START SOURCE TEXT
Our friends at the Independent Women’s Forum sent a letter the other day to Agriculture Secretary Tom Vilsack expressing concern about the Dietary Guidelines Advisory Committee becoming overly ideological.
Brace yourself: The guidelines recommend taking great care to feed humanity while being mindful of the carbon footprint consuming food requires … no matter the cost.
IWF Senior Fellow Julie Gunlock wrote at National Review Online about the food nannies our First Lady has decided to direct:
Every five years, a committee of officials chosen by the U.S. Department of Agriculture and the U.S. Department of Health and Human Services reviews the federal dietary guidelines. This committee, called the Dietary Guidelines Advisory Committee, is mandated by Congress to work on “providing nutritional and dietary information and guidelines for the general public . . . based on the preponderance of scientific and medical knowledge currently available.”
In other words, these are the government-fat-camp counselors, and they’re here to tell you what to eat.
Gunlock notes the sketchy track record of the federal food police. Once they advocated a food pyramid that since 1992 was heavy on carbs. But under the guidance of our First Lady, we moved to the “Choose My Plate” program, which was high in vegetables and fruits, lean proteins, whole grains, and healthy fats. Writes Gunlock:
The new plate was met with much optimism. Celebrity chef Padma Lakshmi gushed that the new plate was a “triumph for the first lady and the rest of us.” Marion Nestle, professor of Nutrition, Food Studies, and Public Health at New York University said, “The new design is a big improvement.” Others suggested the plate would finally knock some sense into us piggy Americans and make us eat better and lose weight.
Of course, reasonable people realize this is ludicrous because what normal person says, “You know, I really need to eat better. I think I’ll go check out the USDA website for diet info.”?
Only Washington bureaucrats could be oblivious enough to miss the utter uselessness of the DGAC. Only they could be unaware that the United States has a thriving, $60 billion diet and exercise industry (not to mention a whole host of independent bloggers) that already provides people with a variety of choices and advice on how to get fit and eat nutritiously. The DGAC members must avoid grocery stores altogether because if they did ever stand in the checkout lane, they’d be bombarded with magazine headlines promising guidance on dieting (along with pictures of bikini-clad hard bodies).
Great point by Gunlock. Liberals have zero faith in the public to make the right choices — and an equal lack of recognition that the free market endlessly urges Americans to shape up. But nothing matters to a liberal unless the government urges/mandates it.
Gunlock watched the live feed of the DGAC event so you don’t have to, and noticed something that caught her attention — and should have yours:
Kate Clancy, billed as a “food systems consultant” (yeah, so am I!) came to the podium and explained that the DGAC must integrate environmental concerns into the guidelines. As her speech went on, I heard phrases like “environmentally friendly food choices” and making “low impact food choices” and looking at things with an “ecological perspective.” Her point was clear: Americans must not only make nutritious food decisions, they must make environmentally responsible food decisions even if that means Americans’ food costs increase. And food prices most definitely will go up if her recommendations are included in the final guidelines.
The liberal elite shops at Whole Foods (despite it being headed by a libertarian), so everyone else should too!
While Clancy doesn’t say we have to swear off meat altogether, she envisions a population that procures protein from local sources, only buying line-caught fish, grass-fed beef, and organic milk. Again, she makes no mention of the added costs associated with this Whole Foods-style food shopping. Which should make us all wonder, do these folks understand that the highest rates of obesity are suffered by those who live under the poverty line? This administration, which portrays itself as looking out for the poor, might want to reconsider making recommendations that will needlessly hike the prices of healthy food for that very demographic.
Sure. That will happen. As soon as kids all across the country stop dumping their First-Lady-approved lunches into the garbage.
When will we be free of the food nannies? Maybe when we all agree to compost the crappy food they demand we eat.
END SOURCE TEXT
START RECORDED DATA
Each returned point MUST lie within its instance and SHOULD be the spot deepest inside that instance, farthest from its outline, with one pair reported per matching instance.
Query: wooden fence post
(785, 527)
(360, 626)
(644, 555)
END RECORDED DATA
**WHAT THIS EXERCISE ASKS**
**a)** In the dietary guidelines article, change "grocery stores" to "supermarkets" and give everything from "Only Washington bureaucrats" down to "bikini-clad hard bodies).".
**b)** How large does the dietary guidelines article say the U.S. diet and exercise industry is?

**EXPECTED OUTPUTS**
**a)**
Only Washington bureaucrats could be oblivious enough to miss the utter uselessness of the DGAC. Only they could be unaware that the United States has a thriving, $60 billion diet and exercise industry (not to mention a whole host of independent bloggers) that already provides people with a variety of choices and advice on how to get fit and eat nutritiously. The DGAC members must avoid supermarkets altogether because if they did ever stand in the checkout lane, they’d be bombarded with magazine headlines promising guidance on dieting (along with pictures of bikini-clad hard bodies).

**b)** $60 billion